TASK BRIEF: Reproduce all the records word for word. Omit images.

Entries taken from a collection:
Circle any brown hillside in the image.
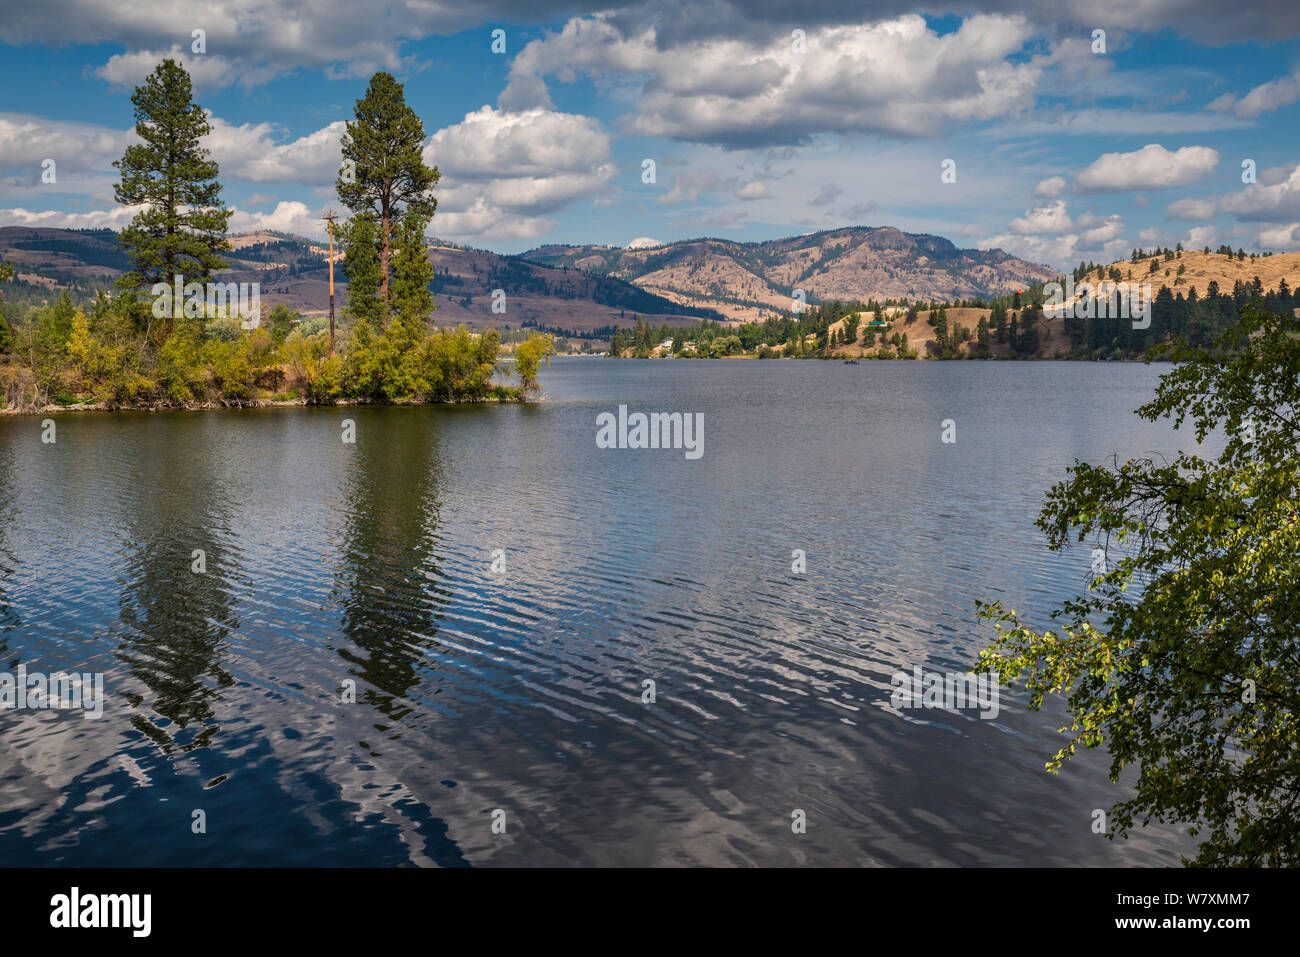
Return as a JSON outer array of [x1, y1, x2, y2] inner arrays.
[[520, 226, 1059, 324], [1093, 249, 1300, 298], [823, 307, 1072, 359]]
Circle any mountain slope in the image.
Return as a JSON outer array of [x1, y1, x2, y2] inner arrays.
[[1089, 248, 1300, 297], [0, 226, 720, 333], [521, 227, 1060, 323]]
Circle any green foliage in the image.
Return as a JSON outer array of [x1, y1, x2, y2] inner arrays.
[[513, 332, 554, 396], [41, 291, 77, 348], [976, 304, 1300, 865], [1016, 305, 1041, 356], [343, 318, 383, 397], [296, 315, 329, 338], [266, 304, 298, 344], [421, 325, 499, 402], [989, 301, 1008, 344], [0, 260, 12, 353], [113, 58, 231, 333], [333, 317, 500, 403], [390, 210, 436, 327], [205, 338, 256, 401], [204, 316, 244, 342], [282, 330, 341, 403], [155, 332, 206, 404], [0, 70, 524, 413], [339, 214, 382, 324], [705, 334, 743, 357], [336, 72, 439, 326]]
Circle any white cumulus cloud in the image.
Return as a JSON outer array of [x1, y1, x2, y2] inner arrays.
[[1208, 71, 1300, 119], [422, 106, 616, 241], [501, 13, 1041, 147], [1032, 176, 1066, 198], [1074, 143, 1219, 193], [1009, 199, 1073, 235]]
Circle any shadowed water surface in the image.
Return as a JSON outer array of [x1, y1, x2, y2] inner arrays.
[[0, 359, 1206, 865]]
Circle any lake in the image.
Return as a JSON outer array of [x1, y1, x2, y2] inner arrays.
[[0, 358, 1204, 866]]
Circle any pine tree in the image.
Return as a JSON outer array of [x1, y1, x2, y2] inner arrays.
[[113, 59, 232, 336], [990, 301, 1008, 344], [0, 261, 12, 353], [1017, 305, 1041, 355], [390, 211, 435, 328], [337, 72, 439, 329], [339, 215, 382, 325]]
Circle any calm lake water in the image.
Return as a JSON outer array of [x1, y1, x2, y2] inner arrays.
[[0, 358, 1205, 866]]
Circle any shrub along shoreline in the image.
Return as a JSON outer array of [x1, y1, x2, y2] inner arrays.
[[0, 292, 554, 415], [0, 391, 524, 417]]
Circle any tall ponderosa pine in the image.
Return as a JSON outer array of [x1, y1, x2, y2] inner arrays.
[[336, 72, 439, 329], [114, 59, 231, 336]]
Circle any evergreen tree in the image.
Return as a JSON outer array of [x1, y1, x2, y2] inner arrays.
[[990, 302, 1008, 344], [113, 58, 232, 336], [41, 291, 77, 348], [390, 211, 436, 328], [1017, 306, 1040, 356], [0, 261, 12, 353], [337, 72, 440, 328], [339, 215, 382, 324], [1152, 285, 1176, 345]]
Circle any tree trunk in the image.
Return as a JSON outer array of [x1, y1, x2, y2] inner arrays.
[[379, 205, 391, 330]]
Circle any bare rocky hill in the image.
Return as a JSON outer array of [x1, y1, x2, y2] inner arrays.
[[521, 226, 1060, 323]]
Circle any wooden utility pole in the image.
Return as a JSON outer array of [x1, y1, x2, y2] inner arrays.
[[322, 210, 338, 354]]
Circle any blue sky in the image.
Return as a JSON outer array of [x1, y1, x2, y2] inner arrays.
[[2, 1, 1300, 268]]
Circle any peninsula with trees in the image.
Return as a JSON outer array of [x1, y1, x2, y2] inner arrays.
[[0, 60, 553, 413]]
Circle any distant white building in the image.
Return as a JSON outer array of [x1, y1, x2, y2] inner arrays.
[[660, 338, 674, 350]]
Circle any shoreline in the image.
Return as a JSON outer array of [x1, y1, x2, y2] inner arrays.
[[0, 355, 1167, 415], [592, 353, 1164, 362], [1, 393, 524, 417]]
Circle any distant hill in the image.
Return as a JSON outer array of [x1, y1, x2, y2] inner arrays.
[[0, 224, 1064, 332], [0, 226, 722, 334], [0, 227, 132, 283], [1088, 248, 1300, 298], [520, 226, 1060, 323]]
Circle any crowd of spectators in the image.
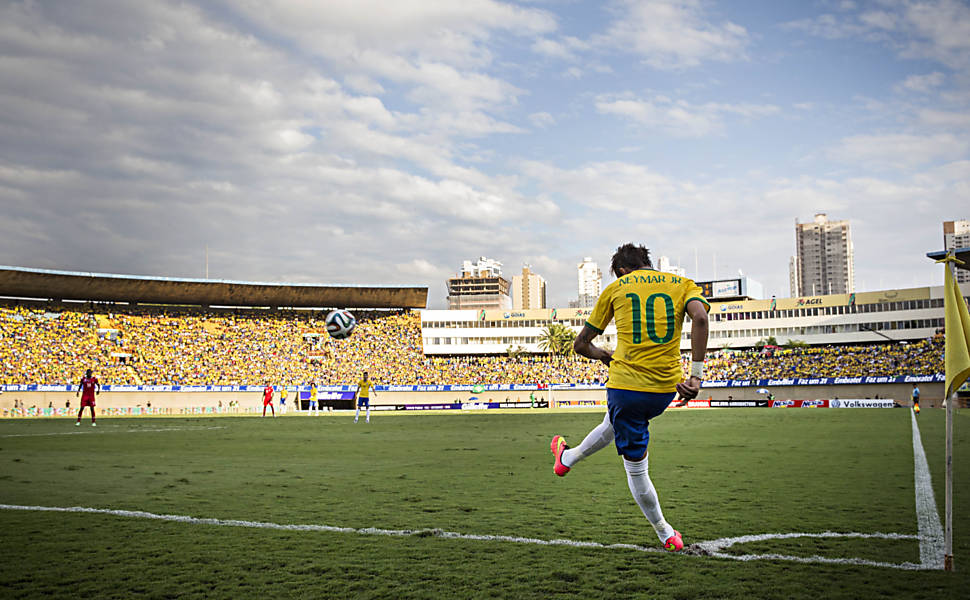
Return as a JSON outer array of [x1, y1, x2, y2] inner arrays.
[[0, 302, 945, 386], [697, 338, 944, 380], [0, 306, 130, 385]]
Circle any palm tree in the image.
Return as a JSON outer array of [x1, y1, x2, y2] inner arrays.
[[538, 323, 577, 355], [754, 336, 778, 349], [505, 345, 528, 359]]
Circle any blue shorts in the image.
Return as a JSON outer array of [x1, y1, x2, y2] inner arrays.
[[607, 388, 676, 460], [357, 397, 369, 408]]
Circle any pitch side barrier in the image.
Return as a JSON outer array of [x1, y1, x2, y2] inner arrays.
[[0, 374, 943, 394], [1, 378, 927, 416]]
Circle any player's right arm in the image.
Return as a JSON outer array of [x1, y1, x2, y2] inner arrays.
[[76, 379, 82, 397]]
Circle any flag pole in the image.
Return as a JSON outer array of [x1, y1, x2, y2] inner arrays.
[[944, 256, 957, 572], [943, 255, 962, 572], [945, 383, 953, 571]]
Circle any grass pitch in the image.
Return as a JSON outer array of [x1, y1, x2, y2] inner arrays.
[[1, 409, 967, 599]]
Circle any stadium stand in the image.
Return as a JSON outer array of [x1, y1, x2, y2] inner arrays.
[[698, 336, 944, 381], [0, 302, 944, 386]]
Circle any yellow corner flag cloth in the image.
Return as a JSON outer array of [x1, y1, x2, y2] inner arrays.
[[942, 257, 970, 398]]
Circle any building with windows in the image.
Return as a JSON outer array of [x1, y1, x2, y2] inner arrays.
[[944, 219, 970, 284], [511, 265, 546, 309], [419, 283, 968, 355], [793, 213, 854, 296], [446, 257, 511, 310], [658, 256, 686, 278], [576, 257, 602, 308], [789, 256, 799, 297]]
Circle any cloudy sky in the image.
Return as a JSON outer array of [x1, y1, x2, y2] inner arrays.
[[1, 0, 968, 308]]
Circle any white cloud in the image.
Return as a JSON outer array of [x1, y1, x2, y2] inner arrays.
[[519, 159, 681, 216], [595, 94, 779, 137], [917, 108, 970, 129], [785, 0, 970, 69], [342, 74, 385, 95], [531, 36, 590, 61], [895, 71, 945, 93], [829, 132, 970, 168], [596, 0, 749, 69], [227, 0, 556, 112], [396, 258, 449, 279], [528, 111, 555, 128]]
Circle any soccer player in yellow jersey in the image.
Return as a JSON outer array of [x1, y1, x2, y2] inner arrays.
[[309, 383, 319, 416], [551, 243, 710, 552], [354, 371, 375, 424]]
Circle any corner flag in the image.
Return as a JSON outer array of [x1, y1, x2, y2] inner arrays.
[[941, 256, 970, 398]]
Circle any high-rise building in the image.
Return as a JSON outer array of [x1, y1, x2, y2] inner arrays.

RESPONSE AREA:
Circle any brown hillside in the image.
Return as a JSON outer array of [x1, y1, x2, y2] inner arrays.
[[520, 226, 1059, 324], [1093, 249, 1300, 298], [823, 307, 1072, 359]]
Circle any mountain slope in the image.
Return as a JSON outer array of [x1, y1, x2, y2] inner arrays.
[[1089, 248, 1300, 297], [0, 226, 720, 333], [521, 227, 1060, 323]]
Circle any green foliage in the image.
Return as a JSON outer array of [x1, y1, x2, y2] inner arrays.
[[513, 332, 554, 396], [41, 291, 77, 348], [976, 304, 1300, 865], [1016, 305, 1041, 356], [343, 318, 383, 397], [296, 315, 329, 338], [266, 304, 298, 344], [421, 325, 499, 402], [989, 301, 1008, 344], [0, 260, 12, 353], [113, 58, 231, 333], [333, 317, 500, 403], [390, 210, 436, 327], [205, 338, 256, 401], [204, 316, 244, 342], [282, 330, 341, 403], [155, 332, 206, 404], [0, 70, 524, 413], [339, 214, 382, 324], [705, 334, 743, 357], [336, 72, 439, 326]]
Circle any white cumulus cloud in the image.
Return as a JSON outer array of [x1, y1, x2, y2] inner arrays.
[[1208, 71, 1300, 119], [422, 106, 616, 241], [501, 13, 1041, 147], [1032, 176, 1066, 198], [1074, 143, 1219, 193], [1009, 199, 1073, 235]]
Circle any shadowed water surface in the image.
Return as a JSON outer array of [x1, y1, x2, y2] inner arrays.
[[0, 359, 1206, 865]]
Circle any lake in the image.
Return as a JSON outer array of [x1, y1, x2, y2] inner arrays.
[[0, 358, 1204, 866]]
Circle any pine tree in the image.
Return as a JSON outer array of [x1, y1, x2, y2] inner arrays.
[[113, 59, 232, 336], [990, 301, 1008, 344], [0, 261, 12, 353], [1017, 305, 1041, 355], [390, 211, 435, 328], [337, 72, 439, 329], [339, 215, 382, 325]]
Circle any calm lake water in the image.
Return as a JSON outer array of [x1, y1, x2, y2] inner arrays.
[[0, 358, 1205, 866]]
Circle any shrub along shoreline in the image.
Return as a JSON outer array of [x1, y1, x2, y2] inner arrays.
[[0, 292, 554, 415], [0, 391, 524, 417]]
Circle any tall ponderosa pine in the image.
Return as a JSON outer array of [x1, y1, x2, y2] inner arrays.
[[336, 72, 439, 329], [114, 59, 231, 336]]
Circle any evergreen tree in the image.
Return as a JSON outer array of [x1, y1, x2, y2] inner arrays.
[[990, 302, 1008, 344], [113, 58, 232, 336], [41, 291, 77, 348], [390, 211, 436, 328], [1017, 306, 1040, 356], [0, 261, 12, 353], [337, 72, 440, 328], [339, 215, 382, 324], [1152, 285, 1176, 345]]
Circle any tree trunk in the image.
Return as a JSON outer array of [x1, y1, x2, y2] inner arrays.
[[379, 205, 391, 330]]
Circle any bare rocky hill in the image.
Return as a JSON outer array of [x1, y1, x2, y2] inner arrays.
[[521, 226, 1060, 323]]
Circle any wooden utility pole in the image.
Return as a JSON outer array of [x1, y1, x2, y2] inner arrays.
[[322, 210, 338, 354]]
Circle any blue sky in the image.
Return as a JSON outer array of [x1, y1, x2, y2] inner arrays.
[[2, 1, 1300, 268]]
Circle any peninsula with trees in the image.
Return as a JSON outer array of [x1, y1, x2, y2] inner arrays.
[[0, 60, 553, 413]]
Circle any distant white building in the image.
Return as a JSON outer array of [x1, y1, x2, y2] inner arrays.
[[660, 338, 674, 350]]
Circle any shoreline in the image.
Return as a JSON outer array of [x1, y1, x2, y2] inner arrays.
[[0, 355, 1167, 415], [592, 353, 1164, 362], [1, 393, 524, 417]]
Circle any distant hill in the image.
Return as a JSON outer array of [x1, y1, x2, y2] inner arrays.
[[0, 224, 1064, 332], [0, 226, 722, 334], [0, 227, 132, 283], [1088, 248, 1300, 298], [520, 226, 1060, 323]]
Circle any crowd of spectators in the image.
Return as a JSON outer array of [x1, y1, x2, y2] inner arrays.
[[0, 302, 945, 386], [697, 338, 944, 380], [0, 306, 130, 385]]
Circle any palm tree in the image.
Return as a JSON outer array of [x1, y1, x2, y2] inner arrays.
[[538, 323, 577, 355], [754, 336, 778, 349], [505, 345, 528, 359]]
Circle any blue shorts in the image.
Return as a JSON outer array of [x1, y1, x2, y2] inner arrays.
[[607, 388, 676, 460], [357, 397, 369, 408]]
Circle any pitch side barrier in the image.
Return as a JSON outer array of [x1, y1, x2, y2] inner arrays.
[[0, 374, 943, 394], [1, 378, 927, 416]]
Circle any player's right arm in the image.
Return as a JSON outer array of [x1, y1, x2, y2] inner arrays.
[[76, 379, 82, 397]]
Circle any flag pole in the image.
Return as a JSON outer array of [x1, y1, x2, y2] inner arrays.
[[944, 256, 957, 572], [943, 255, 962, 572], [945, 383, 953, 571]]
Circle any grass pitch in the image.
Return as a JSON outer array of [x1, y1, x2, y2] inner arrays.
[[1, 409, 967, 599]]
Circle any stadium stand in the image.
Return as a JSON outer array of [x1, y1, x2, y2] inner arrays.
[[698, 336, 944, 381], [0, 302, 944, 386]]
Circle any yellow corner flag cloth in the image.
Return as a JSON outer array of [x1, y1, x2, y2] inner arrays.
[[942, 257, 970, 398]]
Circle any building with windows in the image.
Return as a JSON outer array of [x1, y1, x2, y2] inner arrays.
[[944, 219, 970, 284], [511, 265, 546, 309], [419, 283, 968, 355], [793, 213, 854, 296], [446, 257, 511, 310], [658, 256, 686, 278], [576, 257, 602, 308], [789, 256, 799, 297]]
Circle any cloudy sky in the image.
Return as a JSON outer array of [x1, y1, x2, y2] inner arrays.
[[1, 0, 968, 308]]
Circle any white cloud in the image.
Return as a JSON outer array of [x1, y1, x2, y2] inner arrays.
[[519, 159, 681, 216], [595, 94, 779, 137], [917, 108, 970, 129], [785, 0, 970, 69], [342, 74, 385, 95], [531, 36, 590, 61], [895, 71, 945, 93], [829, 132, 970, 168], [596, 0, 749, 69], [227, 0, 556, 112], [396, 258, 449, 279], [528, 111, 555, 128]]
Circle any soccer player in yellow jersey in the image.
Return as a JSON outer array of [x1, y1, x2, y2] inner arrays.
[[309, 383, 319, 416], [551, 243, 710, 552], [354, 371, 375, 424]]
Circle any corner flag in the image.
Return as a JSON outer array of [x1, y1, x2, y2] inner arrays.
[[941, 256, 970, 398]]
Circle any high-rise building in the image.
Return as a JSON outer array of [x1, y1, x2, y2] inner arrays.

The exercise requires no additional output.